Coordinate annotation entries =
------------------------------------

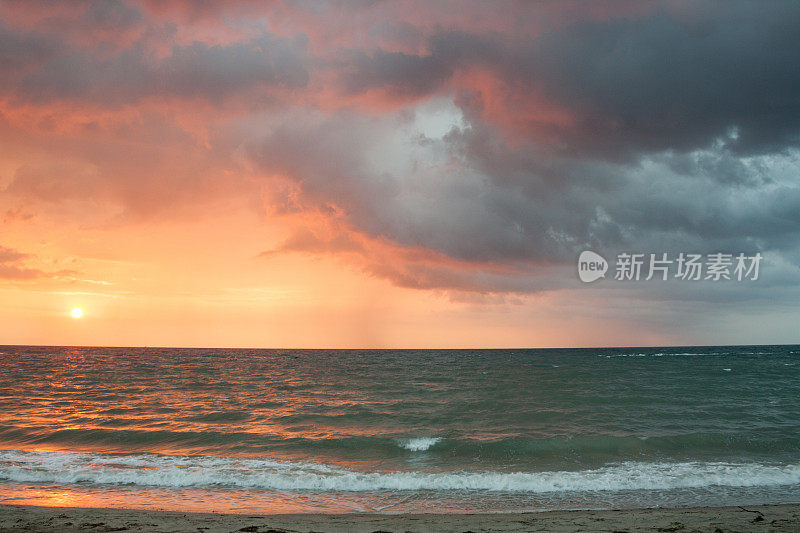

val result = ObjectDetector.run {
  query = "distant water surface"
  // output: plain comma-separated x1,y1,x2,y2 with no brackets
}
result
0,346,800,512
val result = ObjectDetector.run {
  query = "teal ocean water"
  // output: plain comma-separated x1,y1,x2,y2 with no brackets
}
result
0,346,800,512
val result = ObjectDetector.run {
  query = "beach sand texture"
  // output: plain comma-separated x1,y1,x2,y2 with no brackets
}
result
0,504,800,533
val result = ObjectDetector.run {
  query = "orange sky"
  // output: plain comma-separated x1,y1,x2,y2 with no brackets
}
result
0,1,800,348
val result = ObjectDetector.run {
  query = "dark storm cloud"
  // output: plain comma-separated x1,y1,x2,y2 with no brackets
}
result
343,2,800,157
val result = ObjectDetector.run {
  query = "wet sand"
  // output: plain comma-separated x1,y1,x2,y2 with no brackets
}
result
0,504,800,533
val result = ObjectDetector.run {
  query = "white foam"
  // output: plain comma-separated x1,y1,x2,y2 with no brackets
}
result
0,450,800,493
400,437,442,452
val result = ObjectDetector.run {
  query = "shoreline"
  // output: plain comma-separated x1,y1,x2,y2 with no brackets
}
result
0,503,800,533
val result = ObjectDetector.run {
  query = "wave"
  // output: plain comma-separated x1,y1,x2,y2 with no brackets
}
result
0,425,800,461
0,450,800,493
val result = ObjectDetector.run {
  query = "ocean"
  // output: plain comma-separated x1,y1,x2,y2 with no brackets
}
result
0,346,800,513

------------------------------------

What to work on =
Can you print all of the data above again, line for line, leaving out the pictures?

The response =
val result = ObjectDetector.run {
  query = "distant water surface"
  // output: plain comma-separated x1,y1,x2,y2 with no brackets
}
result
0,346,800,512
val result = ObjectDetector.run {
  query = "teal ocean water"
  // output: plain comma-separated x1,y1,x2,y2 with no brackets
}
result
0,346,800,512
val result = ObjectDetector.run {
  query = "beach sand texture"
  // output: plain comma-separated x1,y1,x2,y2 with no brackets
}
result
0,504,800,533
val result = ObjectDetector.run {
  query = "orange sky"
  // output: plain comma-separated x1,y1,x2,y2 with no brackets
}
result
0,1,800,348
val result = ObjectDetector.run {
  query = "dark storm cloud"
  // output: plain comma-separated x1,y1,x2,y2 with no brackets
}
result
343,2,800,157
val result = ObjectDetector.run {
  query = "wet sand"
  // output: plain comma-separated x1,y1,x2,y2 with no brackets
}
result
0,504,800,533
val result = ObjectDetector.run {
  query = "white foam"
  // output: plain comma-separated x1,y1,x2,y2 with no brackets
}
result
0,450,800,493
400,437,442,452
val result = ObjectDetector.run {
  query = "shoreline"
  // output: plain comma-separated x1,y1,x2,y2 with no brackets
}
result
0,503,800,533
val result = ObjectDetector.run {
  query = "wave"
  // output: plain comma-separated x1,y1,x2,y2 with no brackets
}
result
0,425,800,461
0,450,800,493
val result = ObjectDetector.run {
  query = "ocean"
  // output: plain comma-separated x1,y1,x2,y2 with no brackets
}
result
0,346,800,513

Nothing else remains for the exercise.